>> Start

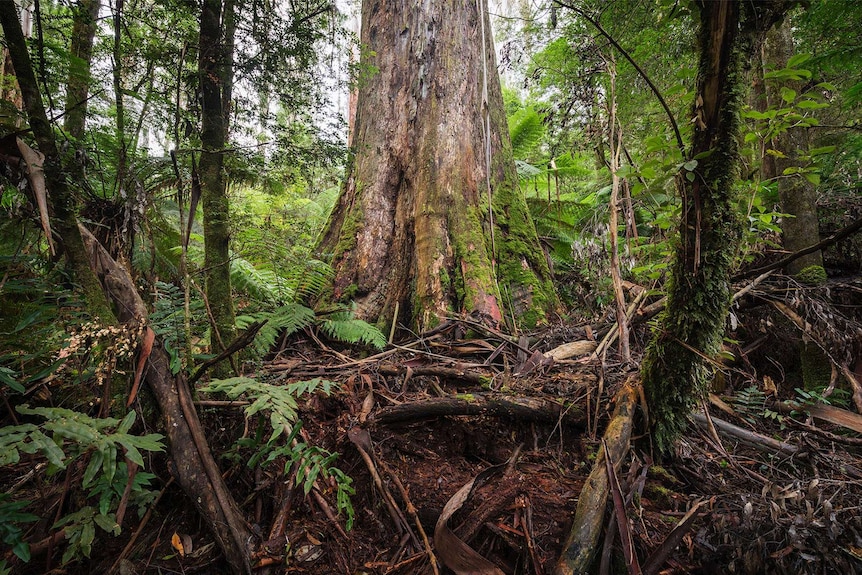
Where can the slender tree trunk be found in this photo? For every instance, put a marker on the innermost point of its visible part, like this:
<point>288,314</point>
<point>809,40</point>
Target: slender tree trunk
<point>615,142</point>
<point>798,196</point>
<point>61,198</point>
<point>81,53</point>
<point>214,200</point>
<point>117,72</point>
<point>413,230</point>
<point>692,326</point>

>> End

Exercise:
Copy the rows above word for word, without the pictures.

Response below:
Where can the slender tree trunk be found in this photo? For every instance, put a marker on the innermost point of its visible part, like this:
<point>288,314</point>
<point>809,40</point>
Target: slender tree trunk
<point>615,142</point>
<point>798,196</point>
<point>61,198</point>
<point>81,53</point>
<point>214,200</point>
<point>117,72</point>
<point>413,230</point>
<point>692,326</point>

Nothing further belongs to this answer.